▶ **Consigne 1**: D'après le document source, à partir de quelle date la France et le Portugal doivent-ils échanger des informations fiscales de manière automatique ?

Convention fiscale avec le Portugal
Mme la présidente. - L'ordre du jour appelle la discussion du projet de loi autorisant la ratification de l'avenant modifiant la convention du 14 janvier 1971 entre la France et le Portugal tendant à éviter les doubles impositions et à établir des règles d'assistance administrative réciproque en matière d'impôts sur le revenu.
M. Gérald Darmanin, ministre de l'action et des comptes publics . - L'avenant du 25 août 2016 entre la France et le Portugal qui vous est soumis est ciblé sur deux catégories de dispositions : résoudre les difficultés de nos compatriotes qui exercent une activité publique au Portugal, principalement les enseignants des lycées français de Lisbonne et Porto, et renforcer la coopération administrative de manière opérationnelle pour lutter contre la fraude et l'évasion fiscale.
La France et le Portugal sont liés par une convention fiscale signée en 1971 qui prévoit que le droit d'imposer est partagé entre l'État d'origine et l'État de résidence.
Depuis que le Portugal a décidé d'exercer son droit d'imposition en 2013, des difficultés ont surgi et les agents publics, notamment les enseignants, ont manifesté leur incompréhension devant les contrôles dont ils ont fait l'objet de la part de l'administration portugaise. Le ministère des finances a donc engagé des démarches auprès des autorités portugaises
L'OCDE prévoit que les rémunérations sont imposables uniquement dans le pays d'où elles proviennent. Nos compatriotes résidant au Portugal et percevant une rémunération d'origine française sont donc exclusivement imposables en France. Le Gouvernement portugais a accepté d'aller au-delà et d'étendre ce régime aux binationaux, qu'il en soit remercié. Pour les pensionnés, en revanche, il n'a pas été possible de déroger au modèle de l'OCDE. Cette mesure s'appliquera rétroactivement à compter du 1er janvier 2013 : là encore, merci aux autorités portugaises.
L'autre volet de ce texte concerne la lutte contre la fraude et l'évasion fiscale. Conformément à la directive européenne de 2014, la France et le Portugal doivent échanger des informations fiscales de manière automatique à compter du 30 septembre 2017. Il s'agit d'éviter les montages d'optimisation, dans la lignée du projet BEPS (Base erosion and profit shifting) de l'OCDE et du G20.
Cet accord est très attendu. Il a été ratifié par le Portugal le 3 avril 2007. Je vous invite à le ratifier, car il facilitera la vie de nos agents et retraités publics résidant au Portugal. (Applaudissements)
M. Éric Doligé, rapporteur de la commission des finances . - En décembre dernier à l'Assemblée nationale, le Gouvernement avait déposé un amendement pour ratifier cette convention fiscale dans un simple article de la loi de finances rectificative. Le Sénat s'y était opposé, et le Conseil constitutionnel lui a donné raison, ce qui a évité de créer un précédent fâcheux. Cet exemple montre, si nécessaire, que nous restons attentifs et que nous avons une expertise, même si celle-ci n'est plus requise d'un parlementaire...
Ce texte met en conformité avec le modèle de l'OCDE les règles fiscales applicables en prévoyant une imposition exclusive à la source. La convention de 1971, dérogatoire sur ce point, est devenue problématique en 2013 quand le Portugal, alors en pleine crise économique, a engagé des contrôles fiscaux sur les personnels des lycées français de Lisbonne et Porto.

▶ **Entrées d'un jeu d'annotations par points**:

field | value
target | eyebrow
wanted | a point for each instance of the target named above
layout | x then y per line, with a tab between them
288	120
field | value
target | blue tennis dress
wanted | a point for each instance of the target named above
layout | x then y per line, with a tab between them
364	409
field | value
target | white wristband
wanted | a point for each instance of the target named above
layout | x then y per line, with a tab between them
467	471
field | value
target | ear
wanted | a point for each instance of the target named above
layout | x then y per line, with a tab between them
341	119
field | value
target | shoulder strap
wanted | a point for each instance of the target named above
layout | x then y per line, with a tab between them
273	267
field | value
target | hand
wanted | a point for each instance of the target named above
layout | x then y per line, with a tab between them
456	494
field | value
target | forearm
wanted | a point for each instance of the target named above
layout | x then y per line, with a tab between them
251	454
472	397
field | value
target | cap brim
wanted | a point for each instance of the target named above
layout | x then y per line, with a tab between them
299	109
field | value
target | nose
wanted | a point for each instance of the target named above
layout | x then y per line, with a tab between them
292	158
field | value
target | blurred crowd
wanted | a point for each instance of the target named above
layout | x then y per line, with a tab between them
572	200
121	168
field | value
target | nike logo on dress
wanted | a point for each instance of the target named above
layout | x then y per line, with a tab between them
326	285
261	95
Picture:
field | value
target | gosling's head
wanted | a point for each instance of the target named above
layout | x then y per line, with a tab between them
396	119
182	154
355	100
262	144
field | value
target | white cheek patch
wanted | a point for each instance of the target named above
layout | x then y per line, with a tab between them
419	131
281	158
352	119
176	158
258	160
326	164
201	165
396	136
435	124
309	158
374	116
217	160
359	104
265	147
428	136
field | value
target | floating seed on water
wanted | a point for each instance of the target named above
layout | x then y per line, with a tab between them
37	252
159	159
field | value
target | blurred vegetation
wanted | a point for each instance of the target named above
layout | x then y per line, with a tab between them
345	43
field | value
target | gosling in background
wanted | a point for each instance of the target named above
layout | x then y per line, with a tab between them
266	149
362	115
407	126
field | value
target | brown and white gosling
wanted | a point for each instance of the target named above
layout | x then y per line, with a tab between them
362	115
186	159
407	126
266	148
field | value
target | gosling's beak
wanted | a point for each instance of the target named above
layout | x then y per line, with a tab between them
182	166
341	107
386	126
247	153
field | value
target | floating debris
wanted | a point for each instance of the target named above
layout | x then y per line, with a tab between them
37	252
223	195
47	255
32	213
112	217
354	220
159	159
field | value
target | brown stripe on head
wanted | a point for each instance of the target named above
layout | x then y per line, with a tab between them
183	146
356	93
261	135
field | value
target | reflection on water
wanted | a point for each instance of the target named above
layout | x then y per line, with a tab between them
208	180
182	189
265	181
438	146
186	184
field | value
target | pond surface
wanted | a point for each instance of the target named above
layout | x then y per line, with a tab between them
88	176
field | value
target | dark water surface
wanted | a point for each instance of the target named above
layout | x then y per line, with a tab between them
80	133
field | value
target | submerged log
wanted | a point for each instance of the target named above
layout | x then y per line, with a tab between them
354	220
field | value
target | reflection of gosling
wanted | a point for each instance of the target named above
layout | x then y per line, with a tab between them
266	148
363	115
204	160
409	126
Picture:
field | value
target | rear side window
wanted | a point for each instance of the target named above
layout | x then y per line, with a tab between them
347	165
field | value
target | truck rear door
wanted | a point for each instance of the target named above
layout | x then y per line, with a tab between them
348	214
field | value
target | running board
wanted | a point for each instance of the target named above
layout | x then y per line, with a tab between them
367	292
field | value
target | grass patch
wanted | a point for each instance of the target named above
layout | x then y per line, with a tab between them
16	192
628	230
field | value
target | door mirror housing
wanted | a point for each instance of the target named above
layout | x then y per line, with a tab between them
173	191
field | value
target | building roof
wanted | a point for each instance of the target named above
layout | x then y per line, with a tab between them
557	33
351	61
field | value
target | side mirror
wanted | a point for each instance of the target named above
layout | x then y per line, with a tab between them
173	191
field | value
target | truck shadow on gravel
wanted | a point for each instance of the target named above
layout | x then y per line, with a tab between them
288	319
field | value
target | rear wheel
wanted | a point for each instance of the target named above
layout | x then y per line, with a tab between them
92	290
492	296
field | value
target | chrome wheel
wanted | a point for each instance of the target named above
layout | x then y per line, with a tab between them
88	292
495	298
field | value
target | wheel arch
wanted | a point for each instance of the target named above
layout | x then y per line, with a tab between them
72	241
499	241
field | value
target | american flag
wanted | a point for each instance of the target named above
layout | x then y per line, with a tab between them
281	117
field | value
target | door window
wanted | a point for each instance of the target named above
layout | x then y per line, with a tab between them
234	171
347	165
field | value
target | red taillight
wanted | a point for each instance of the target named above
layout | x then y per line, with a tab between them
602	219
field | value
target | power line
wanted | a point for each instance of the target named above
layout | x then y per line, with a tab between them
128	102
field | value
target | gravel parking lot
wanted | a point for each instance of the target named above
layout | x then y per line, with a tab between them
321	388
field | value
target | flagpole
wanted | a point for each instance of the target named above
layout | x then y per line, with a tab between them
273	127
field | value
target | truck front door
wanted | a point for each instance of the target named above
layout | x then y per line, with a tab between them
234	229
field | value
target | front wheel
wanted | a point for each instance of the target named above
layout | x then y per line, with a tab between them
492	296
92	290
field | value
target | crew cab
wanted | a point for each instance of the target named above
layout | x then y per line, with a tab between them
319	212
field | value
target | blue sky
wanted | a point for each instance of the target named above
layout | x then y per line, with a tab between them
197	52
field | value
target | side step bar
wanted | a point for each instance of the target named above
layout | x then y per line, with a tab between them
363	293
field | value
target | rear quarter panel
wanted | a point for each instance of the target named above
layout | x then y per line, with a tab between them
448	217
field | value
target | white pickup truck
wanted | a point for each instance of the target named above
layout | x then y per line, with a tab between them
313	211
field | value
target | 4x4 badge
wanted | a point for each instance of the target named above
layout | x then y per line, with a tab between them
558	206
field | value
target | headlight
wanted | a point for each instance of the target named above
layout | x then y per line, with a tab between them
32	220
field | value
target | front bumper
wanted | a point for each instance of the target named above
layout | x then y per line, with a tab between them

▶ **Consigne 2**: Repérez, s'il vous plaît, toutes les lignes de la liste qui contiennent le mot « truck » et recopiez-les.

▶ **Réponse 1**: À compter du 30 septembre 2017.

▶ **Réponse 2**:
target | truck rear door
target | truck shadow on gravel
target | truck front door
target | white pickup truck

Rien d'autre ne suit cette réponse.